## Work to be completed
Below are records to transcribe exactly, without their pictures.

(Position identification records)
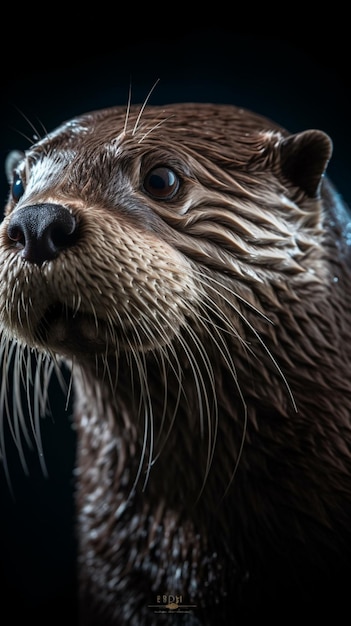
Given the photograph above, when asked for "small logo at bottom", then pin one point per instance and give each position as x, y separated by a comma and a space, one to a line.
170, 603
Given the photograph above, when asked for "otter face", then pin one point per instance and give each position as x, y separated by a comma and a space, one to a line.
115, 223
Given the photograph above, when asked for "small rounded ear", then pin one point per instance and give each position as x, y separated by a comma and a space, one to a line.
11, 162
304, 159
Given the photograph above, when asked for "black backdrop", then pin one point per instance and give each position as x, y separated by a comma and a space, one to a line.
295, 80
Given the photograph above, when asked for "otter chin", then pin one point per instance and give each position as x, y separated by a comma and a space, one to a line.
190, 263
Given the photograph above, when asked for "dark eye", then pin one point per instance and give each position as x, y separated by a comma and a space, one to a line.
161, 183
17, 188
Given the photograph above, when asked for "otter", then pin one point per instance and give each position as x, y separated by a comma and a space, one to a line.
190, 264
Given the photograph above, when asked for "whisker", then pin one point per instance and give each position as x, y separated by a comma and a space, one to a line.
143, 106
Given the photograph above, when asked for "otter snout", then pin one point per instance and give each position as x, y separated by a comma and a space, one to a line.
41, 231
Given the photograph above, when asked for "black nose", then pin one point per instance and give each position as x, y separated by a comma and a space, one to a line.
42, 231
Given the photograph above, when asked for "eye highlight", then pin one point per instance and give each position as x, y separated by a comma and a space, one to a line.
17, 188
161, 183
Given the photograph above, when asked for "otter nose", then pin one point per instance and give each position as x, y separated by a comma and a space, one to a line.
42, 231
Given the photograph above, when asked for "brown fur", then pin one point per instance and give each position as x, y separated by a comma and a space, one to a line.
209, 336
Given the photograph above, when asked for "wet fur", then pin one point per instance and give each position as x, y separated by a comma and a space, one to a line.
209, 338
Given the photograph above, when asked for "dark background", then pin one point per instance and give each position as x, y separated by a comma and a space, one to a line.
297, 80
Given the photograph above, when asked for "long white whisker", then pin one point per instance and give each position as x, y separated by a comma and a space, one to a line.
143, 106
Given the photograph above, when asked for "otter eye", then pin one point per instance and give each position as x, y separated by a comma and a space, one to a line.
17, 188
161, 183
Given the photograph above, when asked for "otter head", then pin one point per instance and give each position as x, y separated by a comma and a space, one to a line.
123, 230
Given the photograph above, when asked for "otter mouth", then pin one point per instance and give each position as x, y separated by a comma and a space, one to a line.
62, 328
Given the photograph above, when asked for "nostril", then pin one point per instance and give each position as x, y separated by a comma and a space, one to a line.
42, 231
15, 234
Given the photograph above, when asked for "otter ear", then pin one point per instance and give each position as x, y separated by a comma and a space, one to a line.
11, 162
304, 159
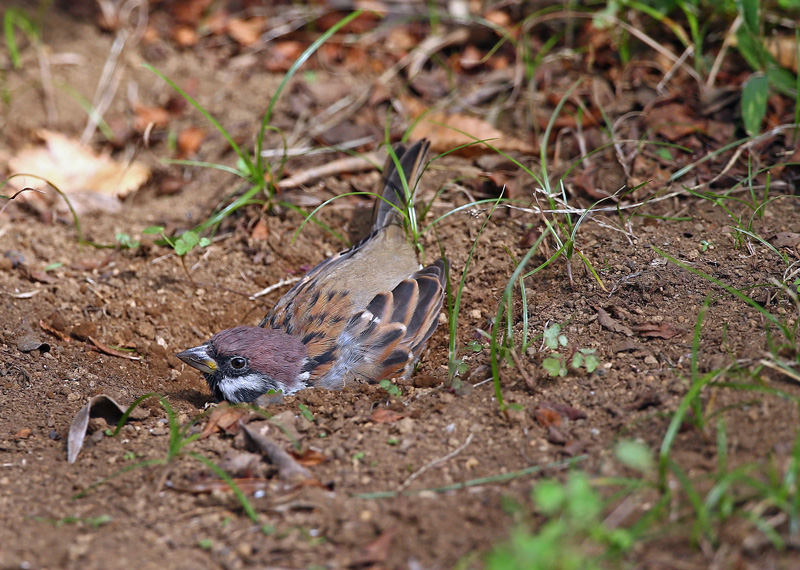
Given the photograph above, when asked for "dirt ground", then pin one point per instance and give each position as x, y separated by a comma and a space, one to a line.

## Expected answer
Given the photograph above, when asked for "small logo at bottom", then pin one point per instance and give each position as x, y separated by a comma and a space, one to a line.
170, 603
Given the photograph above, when asked for "otter face", then pin one point per instance and give each position as x, y separated by a comma and a space, one to a line.
115, 223
Given the photograph above, when asked for "small rounded ear", then pin one point per instance and give each position as x, y separated by a comma and a space, one to a line.
11, 162
304, 159
Given the photograph above, when asked for "black backdrop", then pin one point per instance and give each position as x, y separated by a comma and a space, one to a line.
295, 80
Given the photograph above, when asked for "otter chin", then pin one point per instance and give each position as x, y separated by a comma and a space, one to a line.
190, 263
Given the photograph above, when asked for "dark eye", then pin one point per instance and give each position as x, y separated by a comma and a space, one to a line.
161, 183
17, 188
Given the photograph above, when asked for "otter", then pin one point per instance and give each position as x, y separated by a comma and a space, one to a line.
190, 264
Given the photograph above, when asked for "whisker", then pin one point per instance and give each position as x, y separated by a comma and a space, one to a line.
143, 106
Given the photograph above, when asked for "otter snout", then pin one point per instance and give each position as x, y separated by a comma and a space, one to a line.
41, 231
Given the photograph above, when asked for "black nose", then pin one point per instance and give each position as x, y separated by a comma and a space, one to a line.
42, 231
Given the photograph above, when asked for "eye highlight", then pin one point per instance and give each position as x, y separated by a comma and a space, one to a line.
17, 188
161, 183
Given the photograph above, when asked for "otter nose", then pin one point per instance and give each position as x, y separated by a comma and a space, one to a line.
42, 231
Given the photograph above, when asked for "brown fur", then pin one point per instance and give each position as x, y separated by a comma and a space, one to a line.
209, 336
Given the photograph above, when asked for "wet fur", then pin one point per instance and give each position as x, y separated by a comma and a space, one to a line.
209, 338
Given the photograph above, when asked for "dark background", then pin one point per instance and give each position as x, y separated by a comma and a space, one to a line.
297, 80
Given the photograph above, when asked for "long white whisker", then pin one point per instance and give each position as x, y separated by a comma and a space, one to a line.
143, 106
Given the photograph above, when asked for "otter eye", then pin one point per instance and give each position as x, y separated by a comma and a space, one to a line.
17, 188
161, 183
Given the photograph above, when asked for "otter head", then pin one point per instance and give each position as x, y separated by a comma and a space, one to a line.
123, 230
Given the photograph above, when asked for "otter mouth", then pin one point per instance and give each position as x, y separated by a comma and a space, one to a line.
62, 328
Given the photograph above, when asked for "nostril", then pin one point per instance and give each position as x, y separated by a comma and a space, one to a line.
42, 231
15, 234
Given the photograph above, when asked for "otter ear", then pin one point per instance and give each position as x, y separated by a comma and a space, one to a line.
11, 162
304, 159
Given the photograph above, when asked for "dirt ground", then pin one point per instance and give each position as x, y separated by a comma and a space, one to a line.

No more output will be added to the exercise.